**Record extracts**
********
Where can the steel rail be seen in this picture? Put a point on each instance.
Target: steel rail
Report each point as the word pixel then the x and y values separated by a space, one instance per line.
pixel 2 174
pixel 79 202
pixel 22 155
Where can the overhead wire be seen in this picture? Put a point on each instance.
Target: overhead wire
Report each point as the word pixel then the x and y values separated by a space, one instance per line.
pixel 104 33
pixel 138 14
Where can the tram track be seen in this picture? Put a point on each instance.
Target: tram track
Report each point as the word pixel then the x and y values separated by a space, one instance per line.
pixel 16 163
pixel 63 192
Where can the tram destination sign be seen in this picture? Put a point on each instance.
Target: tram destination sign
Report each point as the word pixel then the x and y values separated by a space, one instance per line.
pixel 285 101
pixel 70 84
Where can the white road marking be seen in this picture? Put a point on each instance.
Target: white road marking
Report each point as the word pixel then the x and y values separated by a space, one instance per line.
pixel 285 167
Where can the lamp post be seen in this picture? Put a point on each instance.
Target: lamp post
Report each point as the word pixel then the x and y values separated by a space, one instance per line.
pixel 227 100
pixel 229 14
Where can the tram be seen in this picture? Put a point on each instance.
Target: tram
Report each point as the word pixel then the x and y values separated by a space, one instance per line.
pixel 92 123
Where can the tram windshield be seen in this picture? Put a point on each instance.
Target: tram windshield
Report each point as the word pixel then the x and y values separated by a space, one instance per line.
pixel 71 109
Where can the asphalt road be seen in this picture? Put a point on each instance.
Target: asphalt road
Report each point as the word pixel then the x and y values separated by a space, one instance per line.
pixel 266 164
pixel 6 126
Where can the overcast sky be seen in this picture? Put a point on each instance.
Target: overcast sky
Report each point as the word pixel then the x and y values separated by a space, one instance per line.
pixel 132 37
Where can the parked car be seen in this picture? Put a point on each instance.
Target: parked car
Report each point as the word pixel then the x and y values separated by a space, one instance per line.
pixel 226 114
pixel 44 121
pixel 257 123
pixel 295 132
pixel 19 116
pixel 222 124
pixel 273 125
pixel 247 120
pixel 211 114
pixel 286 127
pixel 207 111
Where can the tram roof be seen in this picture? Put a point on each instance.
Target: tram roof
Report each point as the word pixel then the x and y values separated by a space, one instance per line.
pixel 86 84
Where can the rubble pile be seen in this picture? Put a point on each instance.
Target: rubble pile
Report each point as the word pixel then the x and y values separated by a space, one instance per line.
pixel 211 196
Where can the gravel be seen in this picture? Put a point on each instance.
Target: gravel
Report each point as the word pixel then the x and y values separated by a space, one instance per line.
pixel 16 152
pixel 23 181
********
**Task instructions**
Copy the records from the line with "Where can the overhead" up to and including the line with "pixel 138 14", replacing "overhead wire" with "power cable" and keeping everything else the same. Give back only those lines.

**Result**
Where can the power cable be seen in this picture? Put a point on each instance.
Target: power cable
Report each point as the word pixel then the x and y values separated by a space, one instance per line.
pixel 104 33
pixel 138 14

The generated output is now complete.